### What is expected
Please transcribe, exactly, the line that contains "Target: pig ear" and every line after it to the end of the records, and nothing else.

-------

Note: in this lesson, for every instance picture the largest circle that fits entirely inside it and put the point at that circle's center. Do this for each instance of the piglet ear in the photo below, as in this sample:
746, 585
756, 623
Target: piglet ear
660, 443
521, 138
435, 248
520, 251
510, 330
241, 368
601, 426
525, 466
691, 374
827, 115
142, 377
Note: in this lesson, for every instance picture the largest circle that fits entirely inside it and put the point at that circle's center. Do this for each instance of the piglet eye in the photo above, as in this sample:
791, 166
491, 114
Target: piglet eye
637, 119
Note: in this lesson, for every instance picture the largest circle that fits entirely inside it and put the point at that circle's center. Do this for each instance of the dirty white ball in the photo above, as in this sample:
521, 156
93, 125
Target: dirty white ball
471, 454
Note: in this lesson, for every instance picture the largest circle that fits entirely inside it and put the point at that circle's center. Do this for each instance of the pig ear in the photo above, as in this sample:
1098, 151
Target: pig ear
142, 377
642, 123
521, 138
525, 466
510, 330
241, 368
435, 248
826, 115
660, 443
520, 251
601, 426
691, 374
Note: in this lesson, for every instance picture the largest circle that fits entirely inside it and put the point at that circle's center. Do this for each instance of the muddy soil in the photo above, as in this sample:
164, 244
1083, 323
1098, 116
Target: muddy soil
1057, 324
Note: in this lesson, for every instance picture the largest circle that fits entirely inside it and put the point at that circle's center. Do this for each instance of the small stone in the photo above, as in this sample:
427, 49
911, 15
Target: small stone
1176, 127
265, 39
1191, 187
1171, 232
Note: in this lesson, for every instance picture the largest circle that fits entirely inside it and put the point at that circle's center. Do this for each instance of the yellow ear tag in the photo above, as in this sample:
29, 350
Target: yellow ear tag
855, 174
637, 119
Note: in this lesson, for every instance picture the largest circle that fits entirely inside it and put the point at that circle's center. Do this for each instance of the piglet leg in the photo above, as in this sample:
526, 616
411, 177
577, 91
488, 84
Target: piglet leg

-------

### Your solution
Target: pig ear
142, 377
642, 123
521, 138
525, 466
510, 330
241, 368
435, 248
826, 115
660, 443
520, 251
601, 426
691, 374
Note: in this lesson, for every instance picture the largest circle that fits entirely inside it and put the point at that circle's center. Do this for each instance of the muddy soil in the photo above, as in this sample:
164, 244
1083, 323
1098, 116
Target: muddy soil
1057, 324
Note: in this lesson, for every instance picture the largest circle that fits entirely inside it and put the point at that circle's center. Do this for each instance of the small stone in the photo above, as in this sample:
427, 49
911, 15
Target: small stone
1176, 127
265, 39
1191, 187
1171, 232
Note: in this lesson, for every instance picture the largest circle that fits entirely inside it and put the point at that circle's center. Do this for each instance of the yellow ear tag in the photo above, as in this sample:
29, 350
Target: yellow ear tag
855, 174
637, 119
Note: in this lesson, for every instance picture the largest circle that fits entirely inside it and put the point at that circle's center. Do this for each instance of the piglet leg in the photo above, as in this sample:
526, 616
411, 177
577, 91
488, 84
Target: piglet leg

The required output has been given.